Written problem
Write out every line of the records below as a numbered list, skipping any blank lines and leaving out the pictures.

Stored data
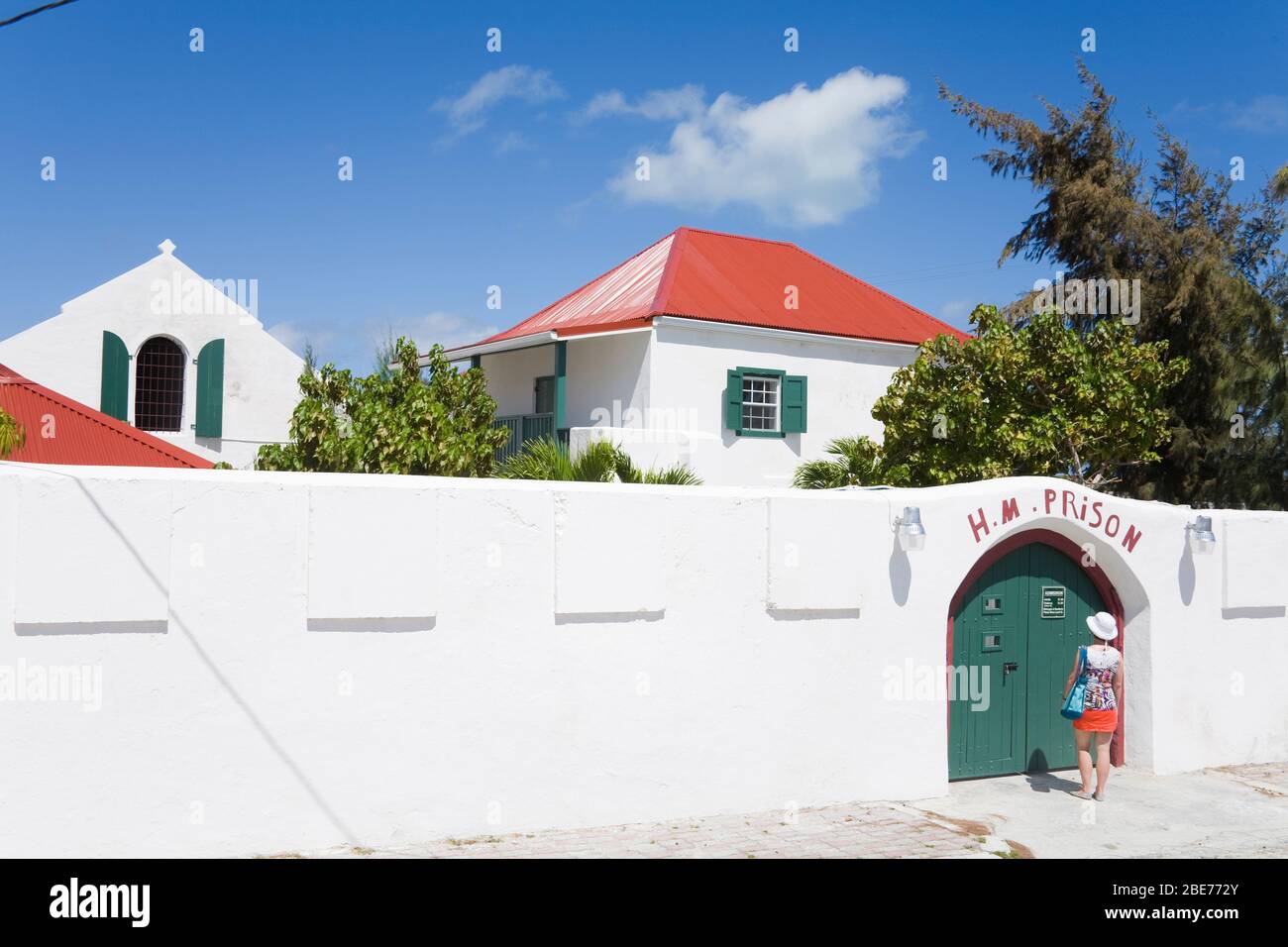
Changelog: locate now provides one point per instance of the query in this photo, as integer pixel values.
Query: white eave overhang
(681, 321)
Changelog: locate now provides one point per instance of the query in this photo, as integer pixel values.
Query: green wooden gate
(1019, 626)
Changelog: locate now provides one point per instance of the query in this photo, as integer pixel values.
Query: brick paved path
(880, 830)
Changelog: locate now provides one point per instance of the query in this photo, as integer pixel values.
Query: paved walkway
(1228, 812)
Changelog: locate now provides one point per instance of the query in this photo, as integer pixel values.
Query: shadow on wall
(901, 574)
(1185, 575)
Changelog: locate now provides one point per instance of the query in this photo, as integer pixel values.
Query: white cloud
(522, 82)
(1262, 114)
(806, 157)
(513, 141)
(355, 347)
(296, 337)
(684, 102)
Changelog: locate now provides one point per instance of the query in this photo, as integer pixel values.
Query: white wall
(608, 379)
(511, 377)
(261, 392)
(845, 379)
(291, 661)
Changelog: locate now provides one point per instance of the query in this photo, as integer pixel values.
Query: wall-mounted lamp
(1199, 534)
(912, 534)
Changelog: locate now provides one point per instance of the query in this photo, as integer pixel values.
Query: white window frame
(773, 398)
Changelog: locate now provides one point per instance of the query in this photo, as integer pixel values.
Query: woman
(1104, 671)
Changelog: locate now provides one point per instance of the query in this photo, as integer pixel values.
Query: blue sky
(476, 169)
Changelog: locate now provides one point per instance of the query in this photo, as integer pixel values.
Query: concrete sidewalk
(1228, 812)
(1212, 813)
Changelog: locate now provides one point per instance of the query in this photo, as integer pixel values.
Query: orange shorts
(1098, 720)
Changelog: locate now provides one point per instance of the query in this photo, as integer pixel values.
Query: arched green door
(1017, 633)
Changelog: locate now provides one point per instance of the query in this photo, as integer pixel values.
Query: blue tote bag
(1077, 698)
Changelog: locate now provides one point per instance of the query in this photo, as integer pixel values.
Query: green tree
(1279, 184)
(1038, 398)
(12, 436)
(433, 421)
(855, 462)
(1211, 282)
(600, 462)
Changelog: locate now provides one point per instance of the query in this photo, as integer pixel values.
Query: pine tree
(1211, 282)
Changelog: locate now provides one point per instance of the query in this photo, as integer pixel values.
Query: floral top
(1100, 668)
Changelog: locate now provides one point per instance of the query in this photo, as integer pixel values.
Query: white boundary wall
(295, 661)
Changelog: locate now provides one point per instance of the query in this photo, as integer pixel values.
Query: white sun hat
(1103, 626)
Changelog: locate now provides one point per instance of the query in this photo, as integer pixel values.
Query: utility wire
(33, 13)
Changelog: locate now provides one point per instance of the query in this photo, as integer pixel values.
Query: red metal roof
(78, 433)
(702, 274)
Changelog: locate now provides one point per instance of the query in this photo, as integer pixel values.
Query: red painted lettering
(980, 526)
(1095, 508)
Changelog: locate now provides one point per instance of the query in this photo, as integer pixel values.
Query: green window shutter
(795, 403)
(115, 390)
(210, 389)
(733, 399)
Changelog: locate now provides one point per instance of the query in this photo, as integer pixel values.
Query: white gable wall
(65, 354)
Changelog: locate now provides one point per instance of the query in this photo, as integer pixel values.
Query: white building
(171, 354)
(735, 356)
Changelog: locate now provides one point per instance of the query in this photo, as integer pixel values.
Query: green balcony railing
(524, 428)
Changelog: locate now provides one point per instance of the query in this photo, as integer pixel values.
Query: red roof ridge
(734, 236)
(695, 278)
(570, 295)
(142, 438)
(877, 289)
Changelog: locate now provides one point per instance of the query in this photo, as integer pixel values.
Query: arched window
(159, 385)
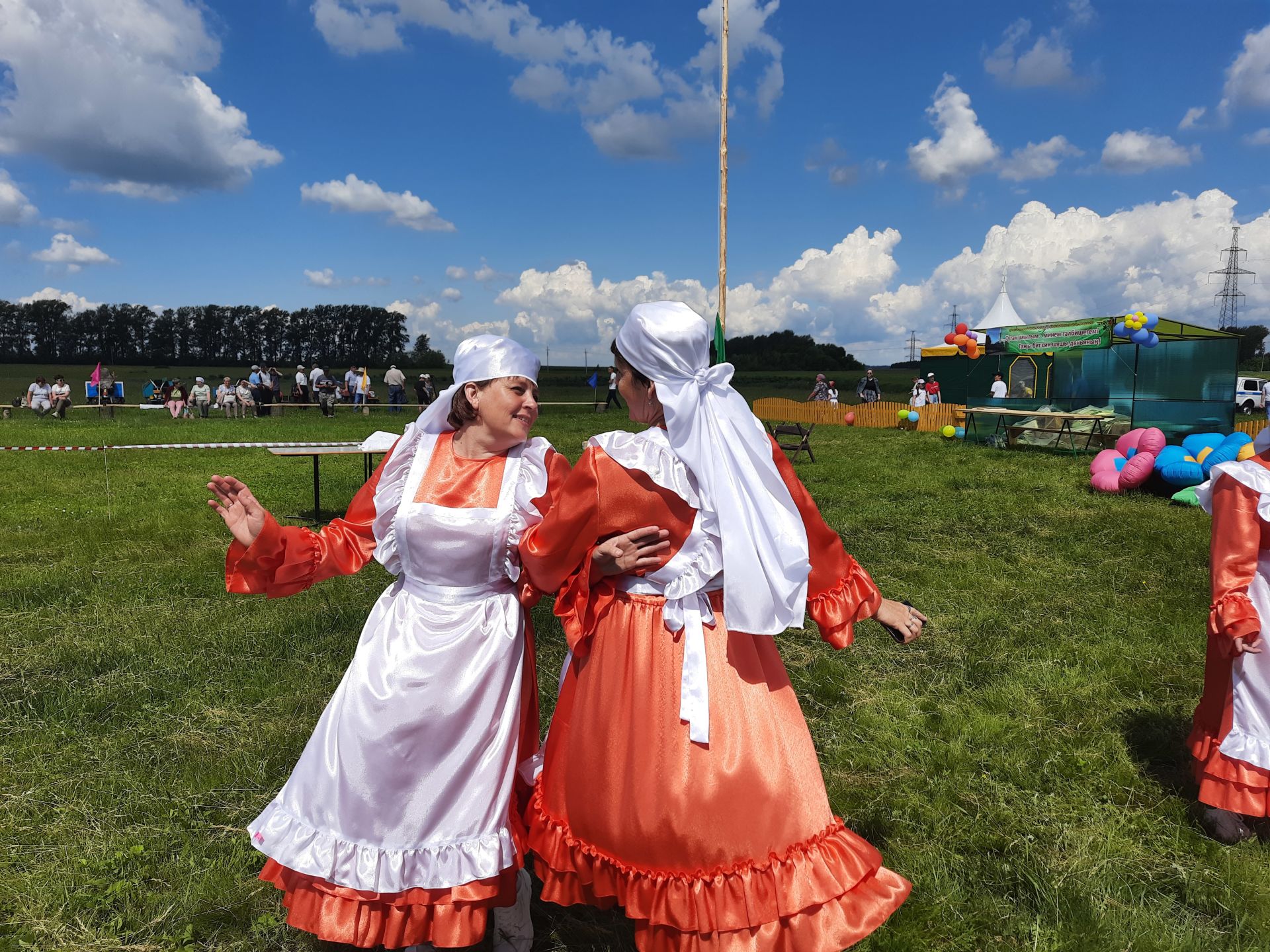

Answer for the task
1. Changelog: locate now provides one point per instance of the query in this photo, as integer pixel values.
2. Query: white eave overhang
3. (681, 321)
4. Changelog: locate now provides one point per instance of the query in this photo, as integer pixel values.
5. Query: green wooden gate
6. (1019, 626)
7. Changelog: locate now provides one point per instance of the query in this photo, as integer pixel values.
8. Query: brick paved path
9. (880, 830)
10. Changelog: locate now provides one point per instance of the query in this photo, as integer pixel values.
11. Query: paved walkway
12. (1228, 812)
13. Changelog: locate now provides one point per instance of the query in this photo, as integer pixel values.
14. Query: shadow on wall
15. (901, 574)
16. (1185, 575)
17. Changelog: locate now provides one point per instance of the query in this photo, as integer pixel values.
18. Query: white cloud
19. (522, 82)
20. (1262, 114)
21. (806, 157)
22. (513, 141)
23. (355, 347)
24. (296, 337)
25. (684, 102)
26. Changelog: locate now provides one point per instance of the query in this photo, as integer pixel values.
27. Query: white wall
28. (608, 379)
29. (511, 377)
30. (261, 392)
31. (845, 379)
32. (291, 661)
33. Changelog: locate now provides one point per instance of the query in this photo, as integer pixel values.
34. Query: wall-mounted lamp
35. (1199, 534)
36. (912, 534)
37. Changelog: locate now provides one point per instance of the query in this photo, as integer pixel values.
38. Query: white window frame
39. (773, 398)
40. Changelog: locate now provides one point per instance of the query in this photo, as integer pixel values.
41. Query: woman
42. (1104, 671)
43. Changelog: locate now provides one point per instance of the query in this photo, as integer pixel values.
44. Query: blue sky
45. (476, 169)
46. Changelog: locate now provides one point per instance of the query in this photo, as integer pixel values.
47. Query: concrete sidewalk
48. (1228, 812)
49. (1212, 813)
50. Changelog: locate now provides one point per instance of the query in this photo, as integer pixel values.
51. Query: orange shorts
52. (1098, 720)
53. Changelog: locate now provides one point per instance of the query in this photo, as integer pixel values.
54. Query: arched green door
55. (1017, 633)
56. Changelog: locate now provides one point per instance of the query in this photo, as integer pixel values.
57. Query: blue tote bag
58. (1077, 698)
59. Changelog: locate now provides one point per instance of the query in this photo, as integer pixel values.
60. Query: green tree
61. (1279, 184)
62. (1038, 398)
63. (12, 436)
64. (433, 421)
65. (855, 462)
66. (1211, 282)
67. (600, 462)
68. Changelog: locate now provides one point per instance of the query in this photo, as integer pixel values.
69. Query: pine tree
70. (1211, 282)
71. Changelog: locate now provides one point per instance of the query in this photo, as integer pixel values.
72. Query: floral top
73. (1100, 668)
74. Changelog: locate now provides one point per instance of the query in this photo, as integer pixel values.
75. Query: white boundary wall
76. (295, 661)
77. Changelog: locate now provides one point per instance of the query in this photo, as integer pixel values.
78. Query: white sun hat
79. (1103, 626)
80. Changelog: locate now provides one point per instance of the query in this photo, as integer pixel values.
81. Query: utility wire
82. (33, 13)
83. Changelog: locate now provides one point per instance of the query in this photo, as integer pixel values.
84. Query: red metal roof
85. (78, 433)
86. (702, 274)
87. Changelog: locate now provides one point per instance of the query in this photo, as integer pixel values.
88. Query: red painted lettering
89. (980, 526)
90. (1095, 508)
91. Changelog: locate now provides one point per instance of the query in this photo, as integer pixel values.
92. Query: green window shutter
93. (795, 403)
94. (115, 390)
95. (210, 389)
96. (733, 399)
97. Changelog: locate now provides one point per instance of the query in this photo, as integer pixel values.
98. Query: white gable wall
99. (65, 354)
100. Changelog: locate now provides one point per instance of the query in this photo, as integer pixel values.
101. Query: white building
102. (171, 354)
103. (735, 356)
104. Changelog: locate now provides one point per instance of the query in this photo, as integer pixel values.
105. Query: green balcony railing
106. (524, 428)
107. Changelog: locate now provides one point per instance of the query in this photo, as integer pixel values.
108. Query: red roof ridge
109. (734, 236)
110. (695, 278)
111. (570, 295)
112. (142, 438)
113. (877, 289)
114. Changelog: locate now provides one point per instance of the query in this photo, as integer pixel values.
115. Query: arched window
116. (159, 385)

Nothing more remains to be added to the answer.